• Passage to read:
════════

Whenever someone asks where I'm from and I tell them "London", it's met with some kind of admiration, as if I've done something impressive by being born and raised in the capital. I found this so often in a previous job, where I worked with people who had travelled from all over Europe and beyond to follow their London pipe dream. People who left everything behind and accepted living in a grotty house-share and working in a monotonous, barely minimum wage paying job because their belief in London's artistic, multi-cultural makeup was so strong. They're right; London is, in many ways, full of spirit, opportunity and culture and that was something I used to feel proud of. I used to be unable to imagine living anywhere else and didn't see what other cities could offer to rival it; but that was before I'd really travelled, before I'd seen other cities and how they differ firsthand and considered that maybe London isn't where I belong.
When you're young and growing up in London, your imagination runs wild with visions of working in a fabulous job, living in a luxury riverside apartment and meeting friends for dinner and drinks after work. Everything is on your doorstep and London will be your playground; all you're waiting for is the freedom that comes with growing up. No one tells you how hard it'll be to find a job; how your friends now might not turn out to be your friends later on; how living in practically any part of the city is extortionate and, if you're lucky enough to get a graduate job, your wage will barely cover your rent. How, actually, you're going to be so exhausted from the gruelling commute to and from work that there's never time for mid-week plans. No one tells you you'll be living in a bubble of toxic air pollution that you shouldn't be breathing in. I know I'm privileged and lucky to have grown up in a city that offers so much which I have benefited from, but I can't remember the last time I went away and actually looked forward to coming home. In fact, the most recent time I drove back in London after a weekend in the Irish countryside, the sight of the city filled me with dread and a horrible, numb, lost feeling like I shouldn't be here.
In the past two years, I've been to eight cities and counting. Eight cities that made me realise there's always more to discover; that who you think you are and how you're supposed to live isn't always right. London hasn't changed, but I have. Despite always believing I was going to be a city-slicker career girl with a packed social calendar, maybe that's not who I am or who I want to be. I don't want to bookend my working day with an hour of being crushed on the tube and the anxiety that comes with it. I don't want to live in a city where I'm constantly plaguing my lungs with inescapable dirty air and resenting every breath. I feel it when I catch a glimpse of my angry faced reflection in the tube window when I'm being shoved on the northern line; when I can't concentrate on anything because I'm daydreaming about beaches and open spaces and when I'm sitting on a bus in the second hour of my journey home cursing latest rail strike.
I know the grass is always greener and overall I'm a very lucky person, but I've outgrown this city and the dreams and expectations I used to have for it. Whenever I leave London, I feel a physical weight lift from my shoulders and the pent up anger and anxiety I feel bubbling every day disappears. I've found a happier, relaxed version of myself from travelling that I just can't access when I'm here, that I can only explore somewhere new. Maybe happiness doesn't lie elsewhere, but new challenges and a break from this robotic routine do. The concept of uprooting and moving somewhere new is absolutely terrifying, but it's the first thing in ages to offer me the kind of excitement I've been craving. I admit defeat: London has chewed me up, swallowed me down and spat me back out.

════════

Reproduce verbatim the piece on outgrowing London, everything from "I know the grass" down to "me back out.".

• Source information:
════════

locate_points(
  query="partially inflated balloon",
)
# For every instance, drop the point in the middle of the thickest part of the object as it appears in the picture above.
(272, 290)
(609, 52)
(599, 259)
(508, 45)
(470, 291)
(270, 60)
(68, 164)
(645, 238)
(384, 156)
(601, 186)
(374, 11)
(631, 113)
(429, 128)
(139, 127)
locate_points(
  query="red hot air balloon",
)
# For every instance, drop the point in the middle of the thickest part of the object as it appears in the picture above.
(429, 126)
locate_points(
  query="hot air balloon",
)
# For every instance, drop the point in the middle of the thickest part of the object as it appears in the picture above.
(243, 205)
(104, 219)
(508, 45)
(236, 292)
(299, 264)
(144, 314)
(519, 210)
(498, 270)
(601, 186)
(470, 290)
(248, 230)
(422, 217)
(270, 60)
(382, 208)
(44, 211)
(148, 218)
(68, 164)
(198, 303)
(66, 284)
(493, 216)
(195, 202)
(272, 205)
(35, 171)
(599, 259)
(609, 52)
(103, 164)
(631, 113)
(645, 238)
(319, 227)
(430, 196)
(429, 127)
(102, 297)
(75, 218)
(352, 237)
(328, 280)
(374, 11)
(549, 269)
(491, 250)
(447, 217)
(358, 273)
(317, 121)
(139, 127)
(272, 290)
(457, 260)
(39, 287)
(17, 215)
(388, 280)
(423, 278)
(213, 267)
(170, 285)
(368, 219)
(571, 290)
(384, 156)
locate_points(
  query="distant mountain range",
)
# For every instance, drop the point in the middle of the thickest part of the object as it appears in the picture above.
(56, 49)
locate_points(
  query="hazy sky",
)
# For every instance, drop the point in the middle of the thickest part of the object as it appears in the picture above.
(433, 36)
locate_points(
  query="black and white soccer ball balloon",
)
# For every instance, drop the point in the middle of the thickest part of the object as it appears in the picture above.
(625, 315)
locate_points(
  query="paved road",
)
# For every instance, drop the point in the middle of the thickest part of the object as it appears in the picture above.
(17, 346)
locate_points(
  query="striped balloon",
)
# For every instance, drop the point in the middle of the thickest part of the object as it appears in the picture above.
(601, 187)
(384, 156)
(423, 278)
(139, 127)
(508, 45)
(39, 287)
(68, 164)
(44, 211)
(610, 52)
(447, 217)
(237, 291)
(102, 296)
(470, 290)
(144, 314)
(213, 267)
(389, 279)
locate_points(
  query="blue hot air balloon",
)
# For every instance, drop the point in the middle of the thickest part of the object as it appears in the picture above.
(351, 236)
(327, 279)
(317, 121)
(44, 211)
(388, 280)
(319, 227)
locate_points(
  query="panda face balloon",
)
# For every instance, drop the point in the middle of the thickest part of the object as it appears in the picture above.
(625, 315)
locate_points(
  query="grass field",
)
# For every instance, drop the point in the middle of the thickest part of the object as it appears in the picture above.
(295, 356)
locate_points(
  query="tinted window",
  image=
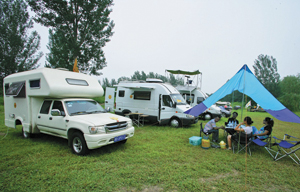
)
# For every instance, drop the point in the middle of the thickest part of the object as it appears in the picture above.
(77, 82)
(142, 95)
(167, 101)
(121, 93)
(35, 83)
(15, 88)
(45, 107)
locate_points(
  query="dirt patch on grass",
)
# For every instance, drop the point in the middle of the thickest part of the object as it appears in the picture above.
(220, 176)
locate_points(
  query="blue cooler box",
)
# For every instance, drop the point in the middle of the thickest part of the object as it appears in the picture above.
(195, 140)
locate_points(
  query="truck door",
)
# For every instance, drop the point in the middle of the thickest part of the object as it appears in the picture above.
(109, 97)
(167, 109)
(54, 124)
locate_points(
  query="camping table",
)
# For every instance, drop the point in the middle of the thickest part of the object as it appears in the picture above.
(135, 120)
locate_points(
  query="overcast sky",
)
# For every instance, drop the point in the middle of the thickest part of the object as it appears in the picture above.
(216, 37)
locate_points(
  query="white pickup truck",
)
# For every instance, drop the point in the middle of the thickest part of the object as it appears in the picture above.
(57, 102)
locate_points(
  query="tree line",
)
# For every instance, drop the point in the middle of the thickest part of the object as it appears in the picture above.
(79, 30)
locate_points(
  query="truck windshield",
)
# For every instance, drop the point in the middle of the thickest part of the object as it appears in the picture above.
(81, 107)
(178, 99)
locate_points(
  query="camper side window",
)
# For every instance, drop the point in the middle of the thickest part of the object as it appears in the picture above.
(58, 105)
(142, 95)
(200, 100)
(45, 107)
(35, 83)
(167, 101)
(121, 93)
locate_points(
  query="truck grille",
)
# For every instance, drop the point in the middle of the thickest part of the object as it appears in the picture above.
(116, 126)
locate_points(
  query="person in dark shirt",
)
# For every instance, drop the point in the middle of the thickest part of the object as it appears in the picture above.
(232, 121)
(266, 130)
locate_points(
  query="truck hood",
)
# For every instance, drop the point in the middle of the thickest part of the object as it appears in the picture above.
(183, 107)
(101, 118)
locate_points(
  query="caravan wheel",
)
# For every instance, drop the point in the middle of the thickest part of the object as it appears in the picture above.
(25, 133)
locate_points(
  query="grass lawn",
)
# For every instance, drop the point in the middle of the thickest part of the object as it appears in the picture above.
(157, 158)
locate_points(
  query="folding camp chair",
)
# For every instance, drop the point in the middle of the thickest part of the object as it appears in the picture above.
(207, 135)
(243, 143)
(287, 147)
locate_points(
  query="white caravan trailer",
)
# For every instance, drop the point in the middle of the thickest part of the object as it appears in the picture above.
(160, 101)
(56, 102)
(191, 92)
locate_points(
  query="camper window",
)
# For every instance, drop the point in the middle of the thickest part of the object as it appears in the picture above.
(200, 100)
(121, 93)
(35, 83)
(58, 105)
(77, 82)
(45, 107)
(189, 98)
(16, 89)
(6, 86)
(142, 95)
(167, 101)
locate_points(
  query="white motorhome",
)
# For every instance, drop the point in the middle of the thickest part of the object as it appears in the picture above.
(161, 102)
(192, 93)
(195, 96)
(56, 102)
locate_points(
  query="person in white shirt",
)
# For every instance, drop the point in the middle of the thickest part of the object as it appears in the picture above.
(211, 127)
(247, 129)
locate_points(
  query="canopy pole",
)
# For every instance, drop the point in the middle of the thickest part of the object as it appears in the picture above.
(242, 105)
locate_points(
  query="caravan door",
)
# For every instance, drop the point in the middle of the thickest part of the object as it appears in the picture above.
(167, 109)
(109, 97)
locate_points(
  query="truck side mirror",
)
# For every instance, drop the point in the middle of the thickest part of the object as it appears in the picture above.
(174, 104)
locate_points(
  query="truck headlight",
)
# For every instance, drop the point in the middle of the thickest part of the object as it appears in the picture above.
(96, 129)
(189, 116)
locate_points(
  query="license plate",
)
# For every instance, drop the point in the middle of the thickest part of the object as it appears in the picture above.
(119, 138)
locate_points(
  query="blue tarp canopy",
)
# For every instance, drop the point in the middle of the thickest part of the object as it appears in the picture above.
(245, 82)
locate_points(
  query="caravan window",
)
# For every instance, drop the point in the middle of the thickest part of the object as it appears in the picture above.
(77, 82)
(142, 95)
(189, 98)
(45, 107)
(200, 100)
(16, 89)
(35, 83)
(6, 86)
(121, 93)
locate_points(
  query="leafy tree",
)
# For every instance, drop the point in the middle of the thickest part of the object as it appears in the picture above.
(265, 69)
(18, 51)
(79, 29)
(290, 87)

════════

• Reply to the exercise:
I know the grass is always greener and overall I'm a very lucky person, but I've outgrown this city and the dreams and expectations I used to have for it. Whenever I leave London, I feel a physical weight lift from my shoulders and the pent up anger and anxiety I feel bubbling every day disappears. I've found a happier, relaxed version of myself from travelling that I just can't access when I'm here, that I can only explore somewhere new. Maybe happiness doesn't lie elsewhere, but new challenges and a break from this robotic routine do. The concept of uprooting and moving somewhere new is absolutely terrifying, but it's the first thing in ages to offer me the kind of excitement I've been craving. I admit defeat: London has chewed me up, swallowed me down and spat me back out.